──────── Source data

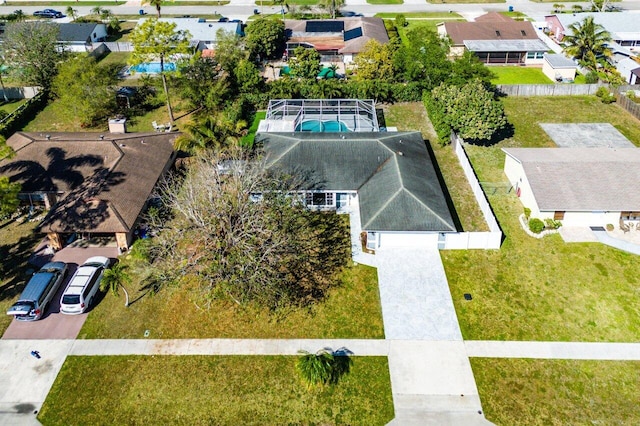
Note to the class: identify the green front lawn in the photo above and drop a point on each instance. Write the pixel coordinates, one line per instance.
(352, 310)
(519, 75)
(215, 390)
(544, 289)
(558, 392)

────────────────

Task prompt:
Convert the data above into a two-column CSV with the columns "task" and "value," one row per entry, putting its text in "task" and its answer in "value." Enclose each field in double quotes, replace line breaks with spaces, and leave the pictures out.

Written solution:
task,value
"Note to the class: identify the green front lawn in the photo above and drop a point on each instance. Write the pixel coordinates, one line per instance.","(352, 310) (519, 75) (215, 390) (544, 289) (558, 392)"